## Task directions
Give the number of lines in the entries below that contain "blue". Write nothing besides it.

## Exercise data
§ §

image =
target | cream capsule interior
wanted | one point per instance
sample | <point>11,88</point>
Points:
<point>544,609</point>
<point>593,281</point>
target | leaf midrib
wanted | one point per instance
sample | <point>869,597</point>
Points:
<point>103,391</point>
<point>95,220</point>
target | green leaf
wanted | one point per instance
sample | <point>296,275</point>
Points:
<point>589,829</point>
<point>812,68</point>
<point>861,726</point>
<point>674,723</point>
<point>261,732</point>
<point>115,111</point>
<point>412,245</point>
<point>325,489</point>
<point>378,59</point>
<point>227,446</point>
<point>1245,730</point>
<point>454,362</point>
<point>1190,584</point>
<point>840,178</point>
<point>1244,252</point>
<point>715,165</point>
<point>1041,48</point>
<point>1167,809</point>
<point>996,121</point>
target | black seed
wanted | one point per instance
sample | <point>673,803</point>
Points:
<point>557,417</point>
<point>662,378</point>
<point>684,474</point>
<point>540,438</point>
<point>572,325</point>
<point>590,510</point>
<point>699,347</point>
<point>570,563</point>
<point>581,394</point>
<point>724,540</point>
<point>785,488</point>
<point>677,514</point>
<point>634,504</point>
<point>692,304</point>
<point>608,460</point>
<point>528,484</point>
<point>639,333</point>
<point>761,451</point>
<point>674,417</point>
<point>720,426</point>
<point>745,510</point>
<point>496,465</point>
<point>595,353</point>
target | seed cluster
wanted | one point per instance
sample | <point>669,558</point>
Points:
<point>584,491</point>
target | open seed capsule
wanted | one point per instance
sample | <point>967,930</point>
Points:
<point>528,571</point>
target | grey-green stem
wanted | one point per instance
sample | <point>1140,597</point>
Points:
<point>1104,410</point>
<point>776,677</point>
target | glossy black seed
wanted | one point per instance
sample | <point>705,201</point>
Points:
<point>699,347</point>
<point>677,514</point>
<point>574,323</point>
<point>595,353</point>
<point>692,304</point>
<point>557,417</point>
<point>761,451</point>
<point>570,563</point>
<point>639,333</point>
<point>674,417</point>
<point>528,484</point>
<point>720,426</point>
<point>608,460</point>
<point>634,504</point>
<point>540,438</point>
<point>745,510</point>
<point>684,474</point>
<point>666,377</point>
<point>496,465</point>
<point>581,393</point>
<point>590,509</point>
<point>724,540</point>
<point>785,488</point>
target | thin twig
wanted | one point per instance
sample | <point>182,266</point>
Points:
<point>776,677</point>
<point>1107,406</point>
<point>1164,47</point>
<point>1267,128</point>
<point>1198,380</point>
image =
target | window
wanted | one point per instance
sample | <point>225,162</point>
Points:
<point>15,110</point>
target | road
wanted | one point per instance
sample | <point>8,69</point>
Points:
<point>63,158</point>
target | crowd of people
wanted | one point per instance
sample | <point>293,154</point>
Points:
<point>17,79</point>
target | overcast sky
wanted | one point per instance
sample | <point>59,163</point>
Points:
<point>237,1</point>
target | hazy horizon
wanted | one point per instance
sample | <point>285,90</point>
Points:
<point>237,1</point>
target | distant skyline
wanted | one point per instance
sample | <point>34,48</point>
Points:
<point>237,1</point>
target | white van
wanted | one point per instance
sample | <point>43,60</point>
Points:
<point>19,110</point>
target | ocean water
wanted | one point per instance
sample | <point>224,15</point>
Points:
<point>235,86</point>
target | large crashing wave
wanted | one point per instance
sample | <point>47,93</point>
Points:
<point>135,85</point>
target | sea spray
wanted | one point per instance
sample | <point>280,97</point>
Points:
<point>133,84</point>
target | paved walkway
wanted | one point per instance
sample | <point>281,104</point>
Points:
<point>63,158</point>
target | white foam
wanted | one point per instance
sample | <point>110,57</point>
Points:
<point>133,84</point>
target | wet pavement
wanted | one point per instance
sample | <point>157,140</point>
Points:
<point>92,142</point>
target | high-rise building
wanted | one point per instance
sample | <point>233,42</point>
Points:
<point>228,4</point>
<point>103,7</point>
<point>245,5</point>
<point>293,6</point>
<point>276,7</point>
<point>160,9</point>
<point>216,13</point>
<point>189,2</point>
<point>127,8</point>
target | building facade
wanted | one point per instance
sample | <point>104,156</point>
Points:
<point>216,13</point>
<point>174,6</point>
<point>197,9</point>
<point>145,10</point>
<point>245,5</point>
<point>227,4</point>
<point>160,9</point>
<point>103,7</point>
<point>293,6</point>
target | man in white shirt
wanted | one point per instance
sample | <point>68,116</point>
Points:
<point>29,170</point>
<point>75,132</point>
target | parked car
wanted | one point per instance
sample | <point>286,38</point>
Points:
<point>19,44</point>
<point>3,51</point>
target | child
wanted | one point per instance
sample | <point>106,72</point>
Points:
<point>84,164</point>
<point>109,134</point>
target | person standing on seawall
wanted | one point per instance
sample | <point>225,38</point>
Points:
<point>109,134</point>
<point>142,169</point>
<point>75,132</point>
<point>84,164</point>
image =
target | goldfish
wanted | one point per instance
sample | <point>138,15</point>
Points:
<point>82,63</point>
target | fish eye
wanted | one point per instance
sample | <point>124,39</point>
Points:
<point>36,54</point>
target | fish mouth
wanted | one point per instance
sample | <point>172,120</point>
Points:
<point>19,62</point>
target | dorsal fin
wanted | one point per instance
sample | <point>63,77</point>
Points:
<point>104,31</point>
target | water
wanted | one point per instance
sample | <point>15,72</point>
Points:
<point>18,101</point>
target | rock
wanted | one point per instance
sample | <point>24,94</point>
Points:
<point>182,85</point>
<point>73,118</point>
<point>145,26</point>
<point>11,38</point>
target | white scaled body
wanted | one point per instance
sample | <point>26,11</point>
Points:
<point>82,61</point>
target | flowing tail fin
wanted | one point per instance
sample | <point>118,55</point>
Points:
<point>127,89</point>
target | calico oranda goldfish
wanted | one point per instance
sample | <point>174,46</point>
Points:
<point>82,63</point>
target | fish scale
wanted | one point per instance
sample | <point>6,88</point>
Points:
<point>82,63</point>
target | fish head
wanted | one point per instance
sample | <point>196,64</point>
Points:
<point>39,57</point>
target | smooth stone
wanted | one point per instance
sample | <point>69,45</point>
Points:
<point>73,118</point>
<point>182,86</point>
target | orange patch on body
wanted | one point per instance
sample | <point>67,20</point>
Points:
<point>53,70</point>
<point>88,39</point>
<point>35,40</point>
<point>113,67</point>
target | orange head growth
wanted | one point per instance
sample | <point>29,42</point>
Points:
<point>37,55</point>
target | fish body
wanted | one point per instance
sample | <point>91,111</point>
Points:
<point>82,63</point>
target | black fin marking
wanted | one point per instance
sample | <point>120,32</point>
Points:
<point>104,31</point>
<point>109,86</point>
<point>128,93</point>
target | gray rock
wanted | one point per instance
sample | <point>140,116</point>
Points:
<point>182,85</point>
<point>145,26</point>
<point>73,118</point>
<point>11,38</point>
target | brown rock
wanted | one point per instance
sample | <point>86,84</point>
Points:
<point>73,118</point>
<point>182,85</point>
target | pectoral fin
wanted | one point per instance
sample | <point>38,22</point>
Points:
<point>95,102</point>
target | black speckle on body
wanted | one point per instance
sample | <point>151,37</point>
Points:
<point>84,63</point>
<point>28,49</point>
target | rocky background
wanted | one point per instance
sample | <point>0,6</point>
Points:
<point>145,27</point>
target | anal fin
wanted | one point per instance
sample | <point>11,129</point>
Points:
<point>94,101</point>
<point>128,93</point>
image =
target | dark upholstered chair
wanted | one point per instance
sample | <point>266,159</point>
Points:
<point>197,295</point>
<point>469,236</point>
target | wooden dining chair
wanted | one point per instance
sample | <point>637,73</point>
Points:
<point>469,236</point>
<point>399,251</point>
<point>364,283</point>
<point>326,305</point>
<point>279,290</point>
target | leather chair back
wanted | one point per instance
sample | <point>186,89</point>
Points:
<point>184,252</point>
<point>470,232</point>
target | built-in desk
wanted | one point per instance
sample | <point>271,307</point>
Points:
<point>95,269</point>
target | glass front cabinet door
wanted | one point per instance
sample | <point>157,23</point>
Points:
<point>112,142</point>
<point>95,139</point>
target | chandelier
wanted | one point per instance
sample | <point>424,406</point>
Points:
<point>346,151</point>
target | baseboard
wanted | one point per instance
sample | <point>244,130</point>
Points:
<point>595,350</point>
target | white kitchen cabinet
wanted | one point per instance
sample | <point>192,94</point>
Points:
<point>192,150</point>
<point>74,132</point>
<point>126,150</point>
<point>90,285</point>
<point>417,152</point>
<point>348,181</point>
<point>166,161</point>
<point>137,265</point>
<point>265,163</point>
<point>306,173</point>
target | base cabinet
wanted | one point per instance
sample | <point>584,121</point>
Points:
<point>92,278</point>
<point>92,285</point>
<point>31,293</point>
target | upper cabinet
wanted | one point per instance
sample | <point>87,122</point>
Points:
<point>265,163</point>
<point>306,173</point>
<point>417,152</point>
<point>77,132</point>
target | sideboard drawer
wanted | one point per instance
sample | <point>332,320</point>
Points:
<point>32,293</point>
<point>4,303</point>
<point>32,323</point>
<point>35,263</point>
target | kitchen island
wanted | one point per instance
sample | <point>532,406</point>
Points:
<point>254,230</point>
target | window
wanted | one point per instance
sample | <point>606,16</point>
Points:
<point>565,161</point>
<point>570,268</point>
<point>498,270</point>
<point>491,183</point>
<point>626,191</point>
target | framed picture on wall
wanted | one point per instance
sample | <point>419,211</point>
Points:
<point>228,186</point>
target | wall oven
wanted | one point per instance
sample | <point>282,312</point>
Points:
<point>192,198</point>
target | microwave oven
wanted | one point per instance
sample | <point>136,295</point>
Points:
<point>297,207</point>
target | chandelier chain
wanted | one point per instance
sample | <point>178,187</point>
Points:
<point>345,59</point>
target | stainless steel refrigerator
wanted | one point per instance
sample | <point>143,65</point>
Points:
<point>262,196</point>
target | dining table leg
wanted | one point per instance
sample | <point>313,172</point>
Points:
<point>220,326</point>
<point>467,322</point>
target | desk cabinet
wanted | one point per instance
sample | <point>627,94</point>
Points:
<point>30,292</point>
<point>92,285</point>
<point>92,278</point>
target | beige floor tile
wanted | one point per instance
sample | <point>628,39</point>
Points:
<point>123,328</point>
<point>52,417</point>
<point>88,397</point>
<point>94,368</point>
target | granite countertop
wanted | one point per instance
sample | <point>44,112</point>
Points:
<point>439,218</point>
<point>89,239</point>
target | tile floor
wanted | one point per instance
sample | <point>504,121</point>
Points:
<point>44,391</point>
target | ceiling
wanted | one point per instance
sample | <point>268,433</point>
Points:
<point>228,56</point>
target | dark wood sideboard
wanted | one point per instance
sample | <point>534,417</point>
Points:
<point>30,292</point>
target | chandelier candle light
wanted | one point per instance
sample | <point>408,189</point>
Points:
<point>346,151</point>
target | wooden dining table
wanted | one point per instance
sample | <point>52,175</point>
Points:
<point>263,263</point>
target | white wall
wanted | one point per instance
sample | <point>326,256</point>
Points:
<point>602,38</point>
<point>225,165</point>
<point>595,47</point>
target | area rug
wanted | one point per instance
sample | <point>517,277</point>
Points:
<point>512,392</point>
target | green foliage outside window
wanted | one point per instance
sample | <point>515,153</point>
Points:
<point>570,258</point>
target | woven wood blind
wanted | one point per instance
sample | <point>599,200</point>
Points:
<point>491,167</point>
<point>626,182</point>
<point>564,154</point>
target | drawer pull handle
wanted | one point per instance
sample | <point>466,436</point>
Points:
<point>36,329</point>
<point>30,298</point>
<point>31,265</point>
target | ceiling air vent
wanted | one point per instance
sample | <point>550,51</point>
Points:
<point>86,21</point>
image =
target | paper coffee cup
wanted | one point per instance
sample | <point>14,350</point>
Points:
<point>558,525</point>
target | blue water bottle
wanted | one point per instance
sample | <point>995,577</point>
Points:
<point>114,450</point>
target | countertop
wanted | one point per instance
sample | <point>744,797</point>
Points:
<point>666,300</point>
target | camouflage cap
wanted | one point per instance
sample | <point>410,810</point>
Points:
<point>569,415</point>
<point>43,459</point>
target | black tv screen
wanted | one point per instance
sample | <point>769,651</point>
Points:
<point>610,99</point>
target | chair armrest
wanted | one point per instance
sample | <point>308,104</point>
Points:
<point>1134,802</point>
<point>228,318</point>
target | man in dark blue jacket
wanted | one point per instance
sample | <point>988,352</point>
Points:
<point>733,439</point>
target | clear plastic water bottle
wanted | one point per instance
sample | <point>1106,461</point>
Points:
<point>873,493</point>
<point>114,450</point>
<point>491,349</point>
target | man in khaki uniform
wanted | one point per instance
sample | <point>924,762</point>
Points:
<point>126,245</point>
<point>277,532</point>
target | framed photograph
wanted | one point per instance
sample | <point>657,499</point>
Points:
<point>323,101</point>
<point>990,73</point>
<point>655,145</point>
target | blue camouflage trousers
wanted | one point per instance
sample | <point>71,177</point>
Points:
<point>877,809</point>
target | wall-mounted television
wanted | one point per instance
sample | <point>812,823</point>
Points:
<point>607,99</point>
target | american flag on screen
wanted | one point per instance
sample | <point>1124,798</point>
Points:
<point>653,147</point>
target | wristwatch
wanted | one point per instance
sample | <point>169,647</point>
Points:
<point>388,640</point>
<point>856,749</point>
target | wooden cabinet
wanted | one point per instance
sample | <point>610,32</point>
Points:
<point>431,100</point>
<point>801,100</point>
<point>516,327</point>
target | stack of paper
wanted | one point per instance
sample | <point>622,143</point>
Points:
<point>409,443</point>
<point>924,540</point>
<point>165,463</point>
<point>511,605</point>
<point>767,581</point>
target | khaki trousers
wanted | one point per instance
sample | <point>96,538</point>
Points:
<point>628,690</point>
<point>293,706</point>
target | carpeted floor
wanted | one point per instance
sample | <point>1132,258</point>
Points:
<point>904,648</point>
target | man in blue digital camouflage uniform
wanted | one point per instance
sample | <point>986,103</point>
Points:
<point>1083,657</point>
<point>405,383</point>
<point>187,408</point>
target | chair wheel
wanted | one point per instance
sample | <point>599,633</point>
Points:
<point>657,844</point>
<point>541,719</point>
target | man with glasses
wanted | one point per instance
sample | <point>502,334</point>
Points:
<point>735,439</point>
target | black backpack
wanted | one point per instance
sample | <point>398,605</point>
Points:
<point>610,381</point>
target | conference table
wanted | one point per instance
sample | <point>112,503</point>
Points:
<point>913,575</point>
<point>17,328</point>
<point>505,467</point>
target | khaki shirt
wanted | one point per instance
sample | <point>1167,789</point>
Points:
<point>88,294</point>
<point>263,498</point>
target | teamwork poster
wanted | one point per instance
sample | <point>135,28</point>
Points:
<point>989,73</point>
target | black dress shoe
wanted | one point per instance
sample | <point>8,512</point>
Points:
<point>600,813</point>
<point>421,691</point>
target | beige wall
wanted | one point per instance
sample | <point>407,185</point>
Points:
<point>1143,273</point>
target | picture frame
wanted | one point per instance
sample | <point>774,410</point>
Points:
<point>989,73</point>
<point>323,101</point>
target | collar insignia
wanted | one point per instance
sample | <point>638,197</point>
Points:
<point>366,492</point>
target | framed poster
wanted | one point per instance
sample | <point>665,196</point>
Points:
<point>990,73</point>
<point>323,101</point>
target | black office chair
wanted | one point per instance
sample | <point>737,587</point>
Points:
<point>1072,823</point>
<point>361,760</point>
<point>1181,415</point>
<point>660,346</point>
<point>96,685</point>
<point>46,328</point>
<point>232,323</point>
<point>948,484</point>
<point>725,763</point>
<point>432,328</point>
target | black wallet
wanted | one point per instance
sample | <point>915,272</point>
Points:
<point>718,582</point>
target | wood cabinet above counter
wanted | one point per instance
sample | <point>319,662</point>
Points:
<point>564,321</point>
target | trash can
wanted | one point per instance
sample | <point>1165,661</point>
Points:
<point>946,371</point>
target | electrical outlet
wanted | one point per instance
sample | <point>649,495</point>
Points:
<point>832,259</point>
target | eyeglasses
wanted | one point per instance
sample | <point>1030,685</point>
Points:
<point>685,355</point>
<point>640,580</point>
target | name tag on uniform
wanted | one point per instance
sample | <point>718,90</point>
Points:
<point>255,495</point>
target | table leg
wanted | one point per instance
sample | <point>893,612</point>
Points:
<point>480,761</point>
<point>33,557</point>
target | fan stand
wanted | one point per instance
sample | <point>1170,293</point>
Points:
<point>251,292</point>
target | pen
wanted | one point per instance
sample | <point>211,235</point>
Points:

§ §

## Solution
4